Stored data Start Marker
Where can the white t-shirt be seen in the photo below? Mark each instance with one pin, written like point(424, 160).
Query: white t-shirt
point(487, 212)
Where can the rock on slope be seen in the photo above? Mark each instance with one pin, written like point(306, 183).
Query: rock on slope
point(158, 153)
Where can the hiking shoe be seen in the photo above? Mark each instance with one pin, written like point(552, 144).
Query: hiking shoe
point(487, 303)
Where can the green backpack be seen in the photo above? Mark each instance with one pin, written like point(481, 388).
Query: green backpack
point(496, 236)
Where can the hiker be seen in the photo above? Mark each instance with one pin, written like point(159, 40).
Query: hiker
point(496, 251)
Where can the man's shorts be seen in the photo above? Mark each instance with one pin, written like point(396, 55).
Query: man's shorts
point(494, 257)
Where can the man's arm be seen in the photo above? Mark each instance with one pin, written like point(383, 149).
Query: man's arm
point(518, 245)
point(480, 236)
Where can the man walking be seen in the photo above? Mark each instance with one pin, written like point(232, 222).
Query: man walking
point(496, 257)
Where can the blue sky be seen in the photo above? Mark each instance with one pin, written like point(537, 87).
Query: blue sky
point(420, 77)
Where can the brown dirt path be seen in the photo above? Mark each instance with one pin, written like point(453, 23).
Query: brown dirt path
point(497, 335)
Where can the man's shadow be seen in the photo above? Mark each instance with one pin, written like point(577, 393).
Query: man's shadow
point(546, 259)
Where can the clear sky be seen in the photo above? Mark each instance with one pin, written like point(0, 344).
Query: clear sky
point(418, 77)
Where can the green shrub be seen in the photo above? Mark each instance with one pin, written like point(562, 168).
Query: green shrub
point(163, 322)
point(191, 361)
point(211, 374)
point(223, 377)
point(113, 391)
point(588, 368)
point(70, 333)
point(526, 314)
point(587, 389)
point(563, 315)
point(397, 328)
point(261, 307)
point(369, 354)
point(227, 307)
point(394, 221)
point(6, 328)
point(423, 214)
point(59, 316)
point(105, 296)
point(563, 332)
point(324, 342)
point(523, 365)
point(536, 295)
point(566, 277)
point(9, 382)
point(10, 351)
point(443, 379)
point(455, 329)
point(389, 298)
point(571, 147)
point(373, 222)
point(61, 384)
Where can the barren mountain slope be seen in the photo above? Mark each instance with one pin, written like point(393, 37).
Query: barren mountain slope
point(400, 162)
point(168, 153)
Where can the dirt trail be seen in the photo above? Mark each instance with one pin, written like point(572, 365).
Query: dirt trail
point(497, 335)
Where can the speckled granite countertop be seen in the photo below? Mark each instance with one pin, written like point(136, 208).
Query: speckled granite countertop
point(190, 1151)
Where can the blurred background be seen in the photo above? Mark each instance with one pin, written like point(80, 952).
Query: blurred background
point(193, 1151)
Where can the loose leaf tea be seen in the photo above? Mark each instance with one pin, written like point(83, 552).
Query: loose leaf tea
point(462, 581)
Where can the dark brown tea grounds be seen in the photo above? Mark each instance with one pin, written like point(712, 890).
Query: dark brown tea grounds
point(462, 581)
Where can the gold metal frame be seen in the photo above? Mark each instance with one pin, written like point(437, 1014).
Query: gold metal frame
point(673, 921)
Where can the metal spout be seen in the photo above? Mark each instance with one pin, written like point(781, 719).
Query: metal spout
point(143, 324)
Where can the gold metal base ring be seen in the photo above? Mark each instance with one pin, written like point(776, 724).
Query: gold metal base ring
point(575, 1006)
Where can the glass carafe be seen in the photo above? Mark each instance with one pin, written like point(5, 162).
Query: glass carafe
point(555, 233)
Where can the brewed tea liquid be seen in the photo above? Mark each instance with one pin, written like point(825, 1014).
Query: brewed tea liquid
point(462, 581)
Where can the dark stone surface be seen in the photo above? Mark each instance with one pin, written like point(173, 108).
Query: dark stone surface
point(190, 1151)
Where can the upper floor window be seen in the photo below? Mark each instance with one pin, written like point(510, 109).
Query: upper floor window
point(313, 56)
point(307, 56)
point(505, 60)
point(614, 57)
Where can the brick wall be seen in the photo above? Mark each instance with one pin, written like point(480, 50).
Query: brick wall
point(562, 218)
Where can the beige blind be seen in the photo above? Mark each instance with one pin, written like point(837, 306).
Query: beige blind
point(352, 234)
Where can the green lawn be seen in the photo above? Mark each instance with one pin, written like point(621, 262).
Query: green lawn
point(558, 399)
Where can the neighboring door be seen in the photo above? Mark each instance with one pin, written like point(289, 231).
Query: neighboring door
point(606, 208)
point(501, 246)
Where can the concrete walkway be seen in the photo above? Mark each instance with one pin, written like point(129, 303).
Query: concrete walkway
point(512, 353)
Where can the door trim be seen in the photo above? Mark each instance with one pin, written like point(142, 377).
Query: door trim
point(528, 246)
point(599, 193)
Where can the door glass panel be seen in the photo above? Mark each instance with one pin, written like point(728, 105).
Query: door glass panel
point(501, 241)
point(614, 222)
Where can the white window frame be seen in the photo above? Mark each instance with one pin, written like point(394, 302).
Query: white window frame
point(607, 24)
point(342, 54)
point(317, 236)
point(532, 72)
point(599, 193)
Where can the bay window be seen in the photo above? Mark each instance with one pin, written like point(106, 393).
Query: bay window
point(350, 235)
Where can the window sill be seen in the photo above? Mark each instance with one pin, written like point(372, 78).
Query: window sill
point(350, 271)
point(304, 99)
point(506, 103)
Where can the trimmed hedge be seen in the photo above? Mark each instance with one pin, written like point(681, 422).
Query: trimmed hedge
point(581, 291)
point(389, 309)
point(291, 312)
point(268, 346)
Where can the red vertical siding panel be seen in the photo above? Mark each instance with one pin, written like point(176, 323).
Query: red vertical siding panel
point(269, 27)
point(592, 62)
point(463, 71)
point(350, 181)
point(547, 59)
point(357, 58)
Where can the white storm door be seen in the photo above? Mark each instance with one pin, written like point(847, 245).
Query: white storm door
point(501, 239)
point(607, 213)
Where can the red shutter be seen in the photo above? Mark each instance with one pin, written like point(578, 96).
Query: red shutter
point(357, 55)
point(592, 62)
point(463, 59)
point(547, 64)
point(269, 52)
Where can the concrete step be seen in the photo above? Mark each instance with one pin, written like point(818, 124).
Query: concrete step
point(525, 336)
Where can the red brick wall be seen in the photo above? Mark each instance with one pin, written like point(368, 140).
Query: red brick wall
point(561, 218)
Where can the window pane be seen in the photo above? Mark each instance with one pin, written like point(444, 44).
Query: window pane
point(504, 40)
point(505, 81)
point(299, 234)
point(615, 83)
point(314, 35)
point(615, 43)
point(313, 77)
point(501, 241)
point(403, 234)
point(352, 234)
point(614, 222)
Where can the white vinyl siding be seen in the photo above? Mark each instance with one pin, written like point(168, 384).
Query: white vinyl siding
Stored data End Marker
Find how many lines in the entries include the string "vinyl", and state only the number.

2